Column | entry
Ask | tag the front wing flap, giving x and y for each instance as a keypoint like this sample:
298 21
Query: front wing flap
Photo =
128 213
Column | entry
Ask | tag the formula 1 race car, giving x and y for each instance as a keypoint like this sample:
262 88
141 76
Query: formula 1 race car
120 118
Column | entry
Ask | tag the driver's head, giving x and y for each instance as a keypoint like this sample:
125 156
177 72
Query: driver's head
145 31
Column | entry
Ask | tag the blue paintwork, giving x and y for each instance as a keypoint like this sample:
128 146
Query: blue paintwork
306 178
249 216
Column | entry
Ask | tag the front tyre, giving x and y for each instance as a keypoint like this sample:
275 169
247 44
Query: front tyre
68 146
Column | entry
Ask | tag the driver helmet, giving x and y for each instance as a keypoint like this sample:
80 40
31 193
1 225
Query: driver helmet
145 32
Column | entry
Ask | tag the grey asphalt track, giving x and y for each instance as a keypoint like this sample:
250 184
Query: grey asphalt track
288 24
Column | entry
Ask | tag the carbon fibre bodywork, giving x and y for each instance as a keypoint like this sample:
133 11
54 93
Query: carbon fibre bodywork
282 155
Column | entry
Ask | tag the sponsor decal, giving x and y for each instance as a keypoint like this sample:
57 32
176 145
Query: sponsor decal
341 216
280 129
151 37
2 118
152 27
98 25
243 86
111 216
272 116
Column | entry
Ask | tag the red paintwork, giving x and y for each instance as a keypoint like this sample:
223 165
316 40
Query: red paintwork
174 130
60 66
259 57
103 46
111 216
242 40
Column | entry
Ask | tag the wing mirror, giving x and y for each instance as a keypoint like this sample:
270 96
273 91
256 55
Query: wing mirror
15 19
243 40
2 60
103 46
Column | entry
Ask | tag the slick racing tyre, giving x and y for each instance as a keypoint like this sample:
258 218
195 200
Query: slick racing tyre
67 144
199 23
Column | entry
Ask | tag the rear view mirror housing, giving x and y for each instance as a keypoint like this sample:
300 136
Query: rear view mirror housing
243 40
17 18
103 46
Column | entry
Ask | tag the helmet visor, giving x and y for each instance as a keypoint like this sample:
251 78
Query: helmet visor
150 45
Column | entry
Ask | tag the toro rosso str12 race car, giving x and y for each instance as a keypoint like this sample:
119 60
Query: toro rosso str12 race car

■ **Activity**
Scan the listing and copy every line where the string "toro" shows up.

■ **Final answer**
Ask | tag the toro rosso str12 race car, giving x and y for each instance as a keypoint like this sample:
Query: toro rosso str12 race car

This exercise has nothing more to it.